● DATA UNDER STUDY
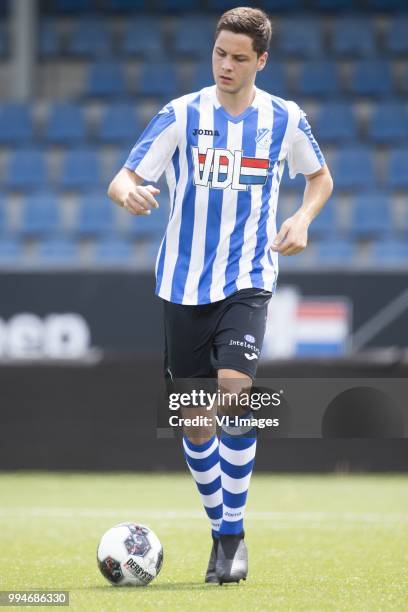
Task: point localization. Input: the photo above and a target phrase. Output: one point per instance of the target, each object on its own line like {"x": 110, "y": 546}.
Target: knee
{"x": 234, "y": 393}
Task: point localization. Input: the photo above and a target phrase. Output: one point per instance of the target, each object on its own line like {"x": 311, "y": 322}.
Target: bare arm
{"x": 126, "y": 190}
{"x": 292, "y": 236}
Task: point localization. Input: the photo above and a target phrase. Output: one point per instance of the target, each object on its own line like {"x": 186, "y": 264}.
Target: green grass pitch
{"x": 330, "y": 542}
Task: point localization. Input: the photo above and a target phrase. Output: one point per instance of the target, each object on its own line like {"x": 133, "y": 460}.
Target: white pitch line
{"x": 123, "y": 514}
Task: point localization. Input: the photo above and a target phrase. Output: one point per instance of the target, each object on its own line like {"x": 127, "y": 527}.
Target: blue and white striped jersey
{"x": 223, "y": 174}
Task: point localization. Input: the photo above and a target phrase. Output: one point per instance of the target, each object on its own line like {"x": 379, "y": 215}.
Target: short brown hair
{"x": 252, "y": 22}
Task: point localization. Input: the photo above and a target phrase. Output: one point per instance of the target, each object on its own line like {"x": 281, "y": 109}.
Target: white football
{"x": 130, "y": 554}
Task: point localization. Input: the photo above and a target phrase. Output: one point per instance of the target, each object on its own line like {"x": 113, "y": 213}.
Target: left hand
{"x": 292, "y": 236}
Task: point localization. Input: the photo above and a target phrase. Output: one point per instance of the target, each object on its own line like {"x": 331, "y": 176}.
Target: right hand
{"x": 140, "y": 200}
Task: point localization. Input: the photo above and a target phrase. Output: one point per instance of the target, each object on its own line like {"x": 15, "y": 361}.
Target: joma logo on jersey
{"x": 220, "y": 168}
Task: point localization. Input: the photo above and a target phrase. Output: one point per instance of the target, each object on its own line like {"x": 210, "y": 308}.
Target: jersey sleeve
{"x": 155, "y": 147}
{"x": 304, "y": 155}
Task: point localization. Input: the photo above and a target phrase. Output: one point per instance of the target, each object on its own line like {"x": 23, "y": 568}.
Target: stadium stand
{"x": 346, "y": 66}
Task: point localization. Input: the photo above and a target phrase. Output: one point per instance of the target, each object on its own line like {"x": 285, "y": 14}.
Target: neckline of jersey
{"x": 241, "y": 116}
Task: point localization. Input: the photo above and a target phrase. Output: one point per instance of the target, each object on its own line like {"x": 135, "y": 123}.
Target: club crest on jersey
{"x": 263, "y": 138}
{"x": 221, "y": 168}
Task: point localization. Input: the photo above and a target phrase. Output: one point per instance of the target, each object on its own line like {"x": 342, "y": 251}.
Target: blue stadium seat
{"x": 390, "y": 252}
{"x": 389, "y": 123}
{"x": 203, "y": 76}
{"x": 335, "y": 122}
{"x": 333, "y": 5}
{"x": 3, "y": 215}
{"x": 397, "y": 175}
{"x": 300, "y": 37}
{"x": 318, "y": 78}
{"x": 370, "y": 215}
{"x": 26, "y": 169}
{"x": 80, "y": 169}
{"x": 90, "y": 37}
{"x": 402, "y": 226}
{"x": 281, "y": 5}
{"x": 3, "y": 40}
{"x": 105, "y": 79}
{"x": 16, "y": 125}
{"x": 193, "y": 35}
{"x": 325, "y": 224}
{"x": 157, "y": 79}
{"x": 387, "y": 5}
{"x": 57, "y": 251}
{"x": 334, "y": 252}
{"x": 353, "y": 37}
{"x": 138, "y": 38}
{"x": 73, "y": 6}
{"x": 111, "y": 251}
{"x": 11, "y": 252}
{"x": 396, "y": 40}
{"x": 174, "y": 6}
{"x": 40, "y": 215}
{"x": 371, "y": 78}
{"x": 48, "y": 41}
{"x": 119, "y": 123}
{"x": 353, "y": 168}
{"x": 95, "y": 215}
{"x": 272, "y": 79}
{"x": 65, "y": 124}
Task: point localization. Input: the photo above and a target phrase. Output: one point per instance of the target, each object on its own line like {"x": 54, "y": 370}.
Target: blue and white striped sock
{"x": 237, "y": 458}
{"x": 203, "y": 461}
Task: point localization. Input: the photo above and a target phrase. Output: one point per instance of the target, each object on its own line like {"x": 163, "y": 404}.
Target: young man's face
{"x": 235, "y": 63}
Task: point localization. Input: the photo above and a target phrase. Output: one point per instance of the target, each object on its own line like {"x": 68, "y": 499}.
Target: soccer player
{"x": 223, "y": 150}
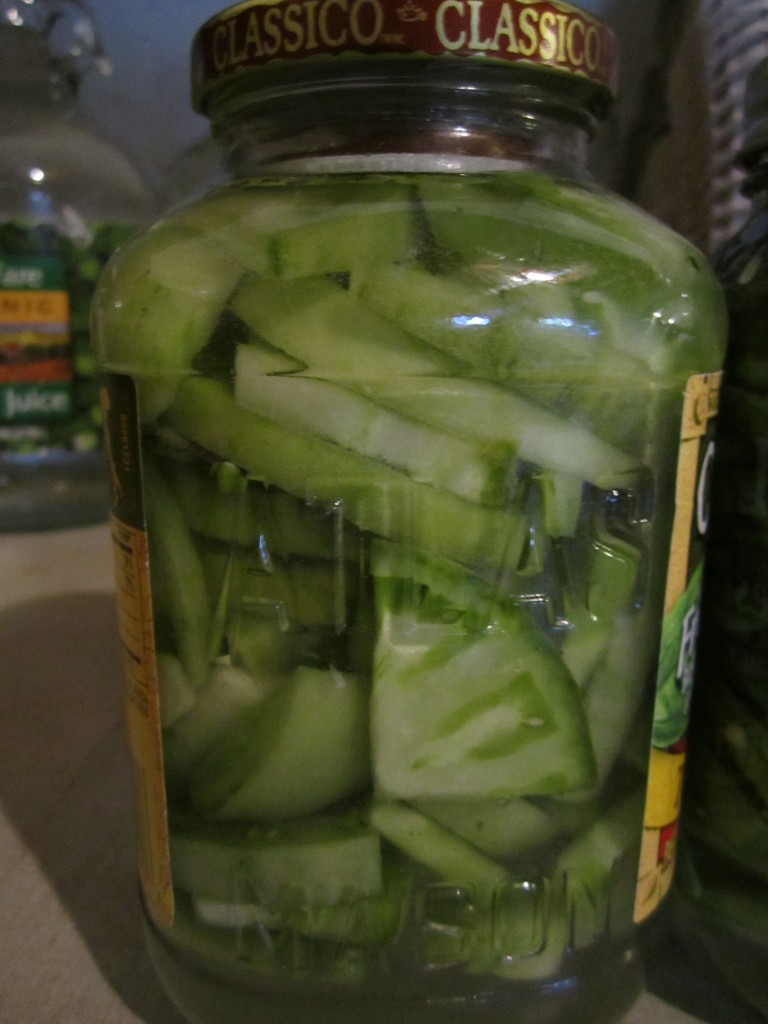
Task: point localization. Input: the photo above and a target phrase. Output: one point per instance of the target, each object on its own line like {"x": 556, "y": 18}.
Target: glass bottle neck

● PROBLEM DETAILS
Retype all records exactly as shown above, images excluded.

● SOLUTION BELOW
Task: point localization. Input: the photo above and a target phrase. Output: one point per instance of the target, each object on its own line like {"x": 110, "y": 546}.
Target: knee
{"x": 234, "y": 393}
Task: point localization. Input: the photo above and a target phrase. Output: one point per instance of the target, each object on its own line like {"x": 311, "y": 322}.
Target: bare arm
{"x": 126, "y": 190}
{"x": 292, "y": 236}
Task: point localization. Input: the photo above and a target phrase. Output: one point per instance of the target, each object on its own line like {"x": 186, "y": 264}.
Target: green grass pitch
{"x": 330, "y": 542}
Task: point localization. Input: the photo above and a target phrase. Output: one point per instance of the target, each object on its own line like {"x": 133, "y": 460}.
Target: white pitch line
{"x": 123, "y": 514}
Task: point localization. Input: the photo above and a target phrase. Output: one point per instance of the target, each object on its own line like {"x": 127, "y": 527}.
Target: blue and white striped jersey
{"x": 223, "y": 174}
Task: point localization. Input: the photo above and a target phrase. Output: one point per instance of the target, each object on its own line like {"x": 379, "y": 215}.
Target: short brown hair
{"x": 252, "y": 22}
Task: point localization. Input: the photo above and a target phrase. Output: one point per instance of the target, each object on its own line like {"x": 281, "y": 109}.
Target: white football
{"x": 130, "y": 554}
Task: point localization. Input: the photo above and a target phrase. Output: one point per instance of the target, each object on its own line like {"x": 113, "y": 213}.
Target: left hand
{"x": 292, "y": 236}
Task: point localization. Input: the photo above and a target phrase. Output: one point per instance of the target, each object on its own line like {"x": 331, "y": 176}.
Target: right hand
{"x": 140, "y": 200}
Task: point localization. Input: the photo above and a target phrase. Output: one point per instance of the target, each object on its own line like {"x": 15, "y": 361}.
Target: joma logo on jersey
{"x": 220, "y": 168}
Task: point localization. Input: the photo above and a target phrase. Output: one point per instance of the target, each object on its own line like {"x": 210, "y": 308}.
Target: jersey sleeve
{"x": 155, "y": 147}
{"x": 304, "y": 155}
Task: point localization. Input: the photo above and a target phrase. Output: one point per instance of the target, each object on its own line like {"x": 23, "y": 568}.
Target: stadium stand
{"x": 346, "y": 66}
Task: point localization. Input: the photo above and a target phrase. Output: one point per instance of the target, each object on its own line like {"x": 285, "y": 14}.
Target: neckline of jersey
{"x": 241, "y": 116}
Task: point localization. Input: the photo above and a target phrase. Output: one point per instance of the target, each object on its own line like {"x": 135, "y": 123}.
Target: club crest on jersey
{"x": 263, "y": 138}
{"x": 221, "y": 168}
Task: point localization. Input: the photo above and a target phrase. Output: one point per instance of the target, each object on its own line like {"x": 342, "y": 251}.
Target: blue stadium seat
{"x": 390, "y": 252}
{"x": 389, "y": 123}
{"x": 203, "y": 76}
{"x": 335, "y": 122}
{"x": 333, "y": 5}
{"x": 3, "y": 215}
{"x": 397, "y": 175}
{"x": 300, "y": 37}
{"x": 318, "y": 78}
{"x": 370, "y": 215}
{"x": 26, "y": 169}
{"x": 80, "y": 169}
{"x": 90, "y": 37}
{"x": 402, "y": 226}
{"x": 281, "y": 5}
{"x": 3, "y": 40}
{"x": 105, "y": 79}
{"x": 16, "y": 125}
{"x": 193, "y": 35}
{"x": 325, "y": 224}
{"x": 157, "y": 79}
{"x": 387, "y": 5}
{"x": 57, "y": 251}
{"x": 334, "y": 252}
{"x": 353, "y": 37}
{"x": 138, "y": 38}
{"x": 73, "y": 6}
{"x": 111, "y": 251}
{"x": 11, "y": 252}
{"x": 396, "y": 40}
{"x": 174, "y": 6}
{"x": 40, "y": 215}
{"x": 371, "y": 78}
{"x": 48, "y": 41}
{"x": 119, "y": 123}
{"x": 353, "y": 168}
{"x": 95, "y": 215}
{"x": 272, "y": 79}
{"x": 65, "y": 124}
Task: point localization. Input: the photo above and a target phrase. Output: one point per instance of the target, each object on its own line like {"x": 54, "y": 370}.
Target: blue and white striped sock
{"x": 237, "y": 458}
{"x": 203, "y": 461}
Task: point localization. Input: the photo above and a target phrase. Output: one point per instance of the target, each object on its own line like {"x": 163, "y": 404}.
Target: young man's face
{"x": 235, "y": 63}
Task: point localization. Input: the photo above and a target phrase. Output: one point per instance of the target, each object on its own line like {"x": 68, "y": 499}.
Target: soccer player
{"x": 223, "y": 150}
Task: point localization. Input: the photo above and a target phrase. Output: one point per instance of the target, each object on its own line like {"x": 556, "y": 18}.
Target: glass bottle neck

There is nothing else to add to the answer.